◆ LISTED RECORDS
- - - - - - -

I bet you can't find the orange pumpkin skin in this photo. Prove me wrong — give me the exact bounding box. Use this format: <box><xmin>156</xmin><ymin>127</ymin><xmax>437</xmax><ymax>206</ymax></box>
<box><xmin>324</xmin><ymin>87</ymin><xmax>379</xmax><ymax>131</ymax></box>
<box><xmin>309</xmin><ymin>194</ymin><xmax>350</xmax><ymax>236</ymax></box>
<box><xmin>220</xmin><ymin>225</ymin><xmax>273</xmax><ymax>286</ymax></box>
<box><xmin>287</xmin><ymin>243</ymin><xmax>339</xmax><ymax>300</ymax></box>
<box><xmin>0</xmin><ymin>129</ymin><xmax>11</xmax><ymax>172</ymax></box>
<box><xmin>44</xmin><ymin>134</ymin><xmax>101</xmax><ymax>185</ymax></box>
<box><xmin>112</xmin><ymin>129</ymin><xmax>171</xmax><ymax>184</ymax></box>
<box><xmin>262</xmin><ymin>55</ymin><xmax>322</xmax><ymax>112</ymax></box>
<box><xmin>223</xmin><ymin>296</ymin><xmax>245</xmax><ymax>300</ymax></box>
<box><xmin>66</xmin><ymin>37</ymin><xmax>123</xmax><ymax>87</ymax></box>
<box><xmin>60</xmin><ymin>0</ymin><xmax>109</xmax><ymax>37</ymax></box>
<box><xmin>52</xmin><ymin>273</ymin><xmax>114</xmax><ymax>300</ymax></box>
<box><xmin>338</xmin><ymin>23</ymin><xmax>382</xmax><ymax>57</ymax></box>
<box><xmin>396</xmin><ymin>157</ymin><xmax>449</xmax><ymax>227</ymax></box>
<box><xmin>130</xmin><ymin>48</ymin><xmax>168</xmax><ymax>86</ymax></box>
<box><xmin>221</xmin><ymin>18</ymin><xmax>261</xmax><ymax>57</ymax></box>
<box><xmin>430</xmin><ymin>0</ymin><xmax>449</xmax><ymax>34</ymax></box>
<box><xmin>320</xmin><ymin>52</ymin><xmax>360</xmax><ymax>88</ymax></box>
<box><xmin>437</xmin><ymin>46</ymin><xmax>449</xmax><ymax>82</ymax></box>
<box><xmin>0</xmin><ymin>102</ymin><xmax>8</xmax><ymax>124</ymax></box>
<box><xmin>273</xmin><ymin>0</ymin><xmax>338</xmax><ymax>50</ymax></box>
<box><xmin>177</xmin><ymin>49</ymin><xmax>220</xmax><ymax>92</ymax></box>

- - - - - - -

◆ TASK OBJECTIVE
Every line above must be reproduced exactly as it stands.

◆ TASK SOLUTION
I bet you can't find the orange pumpkin skin in this photo. Prove me wrong — give me the exact bounding box. Use this format: <box><xmin>156</xmin><ymin>127</ymin><xmax>437</xmax><ymax>206</ymax></box>
<box><xmin>324</xmin><ymin>87</ymin><xmax>379</xmax><ymax>131</ymax></box>
<box><xmin>309</xmin><ymin>194</ymin><xmax>350</xmax><ymax>236</ymax></box>
<box><xmin>220</xmin><ymin>225</ymin><xmax>273</xmax><ymax>286</ymax></box>
<box><xmin>287</xmin><ymin>243</ymin><xmax>339</xmax><ymax>300</ymax></box>
<box><xmin>0</xmin><ymin>129</ymin><xmax>11</xmax><ymax>172</ymax></box>
<box><xmin>44</xmin><ymin>134</ymin><xmax>101</xmax><ymax>185</ymax></box>
<box><xmin>112</xmin><ymin>129</ymin><xmax>171</xmax><ymax>184</ymax></box>
<box><xmin>262</xmin><ymin>55</ymin><xmax>322</xmax><ymax>112</ymax></box>
<box><xmin>223</xmin><ymin>296</ymin><xmax>245</xmax><ymax>300</ymax></box>
<box><xmin>66</xmin><ymin>37</ymin><xmax>123</xmax><ymax>87</ymax></box>
<box><xmin>60</xmin><ymin>0</ymin><xmax>109</xmax><ymax>37</ymax></box>
<box><xmin>52</xmin><ymin>273</ymin><xmax>114</xmax><ymax>300</ymax></box>
<box><xmin>338</xmin><ymin>23</ymin><xmax>382</xmax><ymax>57</ymax></box>
<box><xmin>396</xmin><ymin>157</ymin><xmax>449</xmax><ymax>227</ymax></box>
<box><xmin>130</xmin><ymin>48</ymin><xmax>168</xmax><ymax>86</ymax></box>
<box><xmin>221</xmin><ymin>18</ymin><xmax>261</xmax><ymax>57</ymax></box>
<box><xmin>430</xmin><ymin>0</ymin><xmax>449</xmax><ymax>34</ymax></box>
<box><xmin>320</xmin><ymin>52</ymin><xmax>360</xmax><ymax>88</ymax></box>
<box><xmin>437</xmin><ymin>46</ymin><xmax>449</xmax><ymax>82</ymax></box>
<box><xmin>0</xmin><ymin>102</ymin><xmax>8</xmax><ymax>124</ymax></box>
<box><xmin>273</xmin><ymin>0</ymin><xmax>338</xmax><ymax>50</ymax></box>
<box><xmin>177</xmin><ymin>49</ymin><xmax>220</xmax><ymax>92</ymax></box>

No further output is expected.